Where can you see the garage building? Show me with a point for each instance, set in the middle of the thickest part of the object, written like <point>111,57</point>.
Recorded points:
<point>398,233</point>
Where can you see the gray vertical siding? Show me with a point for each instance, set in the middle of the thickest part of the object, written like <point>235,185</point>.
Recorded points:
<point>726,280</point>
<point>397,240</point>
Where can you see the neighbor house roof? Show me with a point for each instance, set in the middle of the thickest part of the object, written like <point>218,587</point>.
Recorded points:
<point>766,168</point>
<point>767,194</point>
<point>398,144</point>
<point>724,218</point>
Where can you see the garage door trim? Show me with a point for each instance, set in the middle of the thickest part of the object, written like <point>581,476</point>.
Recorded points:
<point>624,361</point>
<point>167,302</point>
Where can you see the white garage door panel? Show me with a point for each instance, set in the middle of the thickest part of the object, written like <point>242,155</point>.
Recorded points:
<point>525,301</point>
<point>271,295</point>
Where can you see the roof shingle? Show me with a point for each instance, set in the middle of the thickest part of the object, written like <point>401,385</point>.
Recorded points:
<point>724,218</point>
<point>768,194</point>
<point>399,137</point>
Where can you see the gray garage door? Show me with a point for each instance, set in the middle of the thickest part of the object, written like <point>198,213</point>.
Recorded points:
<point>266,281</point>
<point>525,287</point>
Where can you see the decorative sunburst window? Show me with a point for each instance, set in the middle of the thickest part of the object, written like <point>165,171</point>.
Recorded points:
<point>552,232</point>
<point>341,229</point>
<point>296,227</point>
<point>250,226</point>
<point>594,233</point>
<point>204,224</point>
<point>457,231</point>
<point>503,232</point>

+-------+

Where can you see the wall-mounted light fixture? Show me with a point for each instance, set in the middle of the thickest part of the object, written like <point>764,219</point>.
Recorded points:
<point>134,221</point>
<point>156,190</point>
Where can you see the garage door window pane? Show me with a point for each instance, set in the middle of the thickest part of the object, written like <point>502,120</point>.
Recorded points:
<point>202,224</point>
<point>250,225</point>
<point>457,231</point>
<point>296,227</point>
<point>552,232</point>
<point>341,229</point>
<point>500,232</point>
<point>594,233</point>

+-------+

**WHAT YOU NEED TO DO**
Where in the listing does the string "window" appear? Copy every line that has it.

**THE ANSWER**
Where can you see the decorative sunburst window? Show me with a point for each instance, set in the middle of the thickest part of the object, written like <point>165,171</point>.
Where can you see the garage door window pane? Show me with a point for each instance, set in the middle of the thickest part of the object, written like <point>502,120</point>.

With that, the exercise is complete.